• _What is required_:
Reproduce the lines below from the one that contains "on the parked" through the end, inclusive, and add nothing.
— BEGIN Working data —
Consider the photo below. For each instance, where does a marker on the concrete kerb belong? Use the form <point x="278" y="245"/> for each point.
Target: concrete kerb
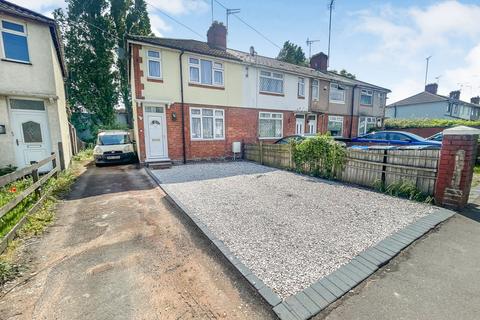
<point x="265" y="292"/>
<point x="312" y="300"/>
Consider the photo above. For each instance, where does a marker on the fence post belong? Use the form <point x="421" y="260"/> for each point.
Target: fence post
<point x="54" y="164"/>
<point x="35" y="179"/>
<point x="455" y="168"/>
<point x="260" y="150"/>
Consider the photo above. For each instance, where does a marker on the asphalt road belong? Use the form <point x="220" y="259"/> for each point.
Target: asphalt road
<point x="436" y="278"/>
<point x="118" y="250"/>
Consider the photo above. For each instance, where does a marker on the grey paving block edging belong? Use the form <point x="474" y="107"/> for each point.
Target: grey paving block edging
<point x="310" y="301"/>
<point x="267" y="294"/>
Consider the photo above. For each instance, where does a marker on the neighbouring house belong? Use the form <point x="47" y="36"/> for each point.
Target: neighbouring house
<point x="193" y="99"/>
<point x="431" y="105"/>
<point x="33" y="112"/>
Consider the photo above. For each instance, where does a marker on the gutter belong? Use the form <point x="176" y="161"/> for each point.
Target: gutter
<point x="353" y="107"/>
<point x="184" y="148"/>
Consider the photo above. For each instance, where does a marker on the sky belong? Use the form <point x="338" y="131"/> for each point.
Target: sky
<point x="381" y="42"/>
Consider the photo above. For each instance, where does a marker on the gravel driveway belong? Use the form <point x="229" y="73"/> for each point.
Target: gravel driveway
<point x="289" y="229"/>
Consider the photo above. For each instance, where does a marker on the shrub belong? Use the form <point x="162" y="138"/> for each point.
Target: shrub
<point x="320" y="156"/>
<point x="427" y="123"/>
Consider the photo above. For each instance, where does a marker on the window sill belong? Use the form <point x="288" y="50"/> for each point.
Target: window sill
<point x="16" y="61"/>
<point x="155" y="80"/>
<point x="272" y="94"/>
<point x="205" y="86"/>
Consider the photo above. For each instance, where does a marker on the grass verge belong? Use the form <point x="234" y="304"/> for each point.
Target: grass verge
<point x="55" y="188"/>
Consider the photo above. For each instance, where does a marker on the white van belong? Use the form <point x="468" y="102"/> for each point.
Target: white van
<point x="114" y="146"/>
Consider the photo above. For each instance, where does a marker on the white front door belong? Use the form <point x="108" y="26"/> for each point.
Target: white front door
<point x="31" y="137"/>
<point x="300" y="124"/>
<point x="156" y="137"/>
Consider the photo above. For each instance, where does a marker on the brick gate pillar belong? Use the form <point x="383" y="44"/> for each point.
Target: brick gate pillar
<point x="455" y="168"/>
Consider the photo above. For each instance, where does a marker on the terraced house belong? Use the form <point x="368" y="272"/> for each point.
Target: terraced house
<point x="193" y="99"/>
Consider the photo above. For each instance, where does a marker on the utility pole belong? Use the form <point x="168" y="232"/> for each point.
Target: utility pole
<point x="330" y="7"/>
<point x="309" y="44"/>
<point x="426" y="69"/>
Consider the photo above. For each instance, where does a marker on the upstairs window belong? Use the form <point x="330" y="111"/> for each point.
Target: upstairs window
<point x="14" y="41"/>
<point x="315" y="90"/>
<point x="206" y="72"/>
<point x="154" y="64"/>
<point x="271" y="82"/>
<point x="366" y="97"/>
<point x="337" y="93"/>
<point x="301" y="87"/>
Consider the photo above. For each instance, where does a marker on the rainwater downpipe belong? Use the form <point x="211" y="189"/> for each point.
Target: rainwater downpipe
<point x="183" y="109"/>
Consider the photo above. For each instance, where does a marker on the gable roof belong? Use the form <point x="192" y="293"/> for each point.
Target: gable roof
<point x="189" y="45"/>
<point x="12" y="9"/>
<point x="201" y="47"/>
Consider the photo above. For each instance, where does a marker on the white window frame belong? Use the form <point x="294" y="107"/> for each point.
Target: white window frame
<point x="367" y="120"/>
<point x="201" y="116"/>
<point x="336" y="86"/>
<point x="301" y="87"/>
<point x="18" y="33"/>
<point x="368" y="93"/>
<point x="316" y="84"/>
<point x="279" y="77"/>
<point x="217" y="66"/>
<point x="336" y="119"/>
<point x="159" y="60"/>
<point x="263" y="116"/>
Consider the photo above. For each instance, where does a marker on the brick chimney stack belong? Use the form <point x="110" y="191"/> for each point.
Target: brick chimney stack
<point x="432" y="88"/>
<point x="455" y="95"/>
<point x="217" y="36"/>
<point x="319" y="61"/>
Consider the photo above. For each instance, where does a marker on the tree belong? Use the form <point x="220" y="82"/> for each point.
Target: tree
<point x="292" y="53"/>
<point x="345" y="73"/>
<point x="90" y="38"/>
<point x="129" y="17"/>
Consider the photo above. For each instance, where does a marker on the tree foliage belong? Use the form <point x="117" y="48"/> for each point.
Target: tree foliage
<point x="292" y="53"/>
<point x="90" y="38"/>
<point x="345" y="73"/>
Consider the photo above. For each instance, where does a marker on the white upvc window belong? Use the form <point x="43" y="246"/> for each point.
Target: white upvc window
<point x="207" y="72"/>
<point x="315" y="90"/>
<point x="14" y="41"/>
<point x="271" y="82"/>
<point x="154" y="64"/>
<point x="365" y="124"/>
<point x="270" y="125"/>
<point x="207" y="124"/>
<point x="337" y="93"/>
<point x="335" y="126"/>
<point x="301" y="87"/>
<point x="366" y="97"/>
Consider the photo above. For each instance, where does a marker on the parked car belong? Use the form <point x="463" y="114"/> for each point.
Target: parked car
<point x="398" y="138"/>
<point x="114" y="146"/>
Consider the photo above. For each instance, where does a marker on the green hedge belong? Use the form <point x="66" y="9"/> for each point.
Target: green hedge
— END Working data —
• _Reply_:
Consider the photo above. For each instance, where does a marker on the parked car belong? Use the form <point x="463" y="114"/> for each point.
Target: parked car
<point x="398" y="138"/>
<point x="114" y="146"/>
Consider the photo above. For each instance, where does a marker on the green hedge belong? Use the form <point x="66" y="9"/> for each point.
Target: green hedge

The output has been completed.